▶ [Prompt 1]
Answer these questions from the Surviving Picasso text.
(a) Who wrote the music for the film?
(b) What is the film's running time?
(c) In what year was the biography behind the screenplay published?

▶ [Text shown]
[Start]
- Theatrical release poster
- Directed by: James Ivory
- Screenplay by: Ruth Prawer Jhabvala
- Based on: Picasso: Creator and Destroyer by Arianna Stassinopoulos Huffington
- Produced by: Ismail Merchant; David L. Wolper;
- Starring: Anthony Hopkins; Natascha McElhone; Julianne Moore; Joss Ackland; Peter Eyre; Jane Lapotaire; Joseph Maher; Bob Peck; Diane Venora; Joan Plowright;
- Cinematography: Tony Pierce-Roberts
- Edited by: Andrew Marcus
- Music by: Richard Robbins
- Production companies: Merchant Ivory Productions; The Wolper Organization;
- Distributed by: Warner Bros.
- Release date: September 20, 1996;
- Running time: 125 minutes
- Country: United States
- Language: English
- Budget: $16 million
- Box office: $2 million

= Surviving Picasso =

1996 American film by James Ivory

Surviving Picasso is a 1996 American biographical drama film directed by James Ivory and starring Anthony Hopkins as the famous painter Pablo Picasso. It was produced by Ismail Merchant and David L. Wolper. Ruth Prawer Jhabvala's screenplay was loosely based on the 1988 biography Picasso: Creator and Destroyer by Arianna Stassinopoulos Huffington.
[End]
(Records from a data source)
[Start]
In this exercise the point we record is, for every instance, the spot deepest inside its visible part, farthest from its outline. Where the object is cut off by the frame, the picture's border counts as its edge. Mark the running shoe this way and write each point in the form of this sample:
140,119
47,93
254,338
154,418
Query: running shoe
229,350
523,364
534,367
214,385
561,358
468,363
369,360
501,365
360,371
[End]
▶ [Prompt 2] Repeat every line of the rows above, requests included. Scale each point coordinate in the answers by 1.05 and round it to a whole number, with halves rounded up. Keep all numbers in the requests and their sample points unchanged.

▶ [Correct result 1]
(a) Richard Robbins
(b) 125 minutes
(c) 1988

▶ [Correct result 2]
In this exercise the point we record is, for every instance, the spot deepest inside its visible part, farthest from its outline. Where the object is cut off by the frame, the picture's border counts as its edge. Mark the running shoe this way and write each point in the form of this sample:
140,119
47,93
254,338
154,418
Query: running shoe
240,368
549,382
561,385
225,404
589,376
491,381
387,378
526,383
378,390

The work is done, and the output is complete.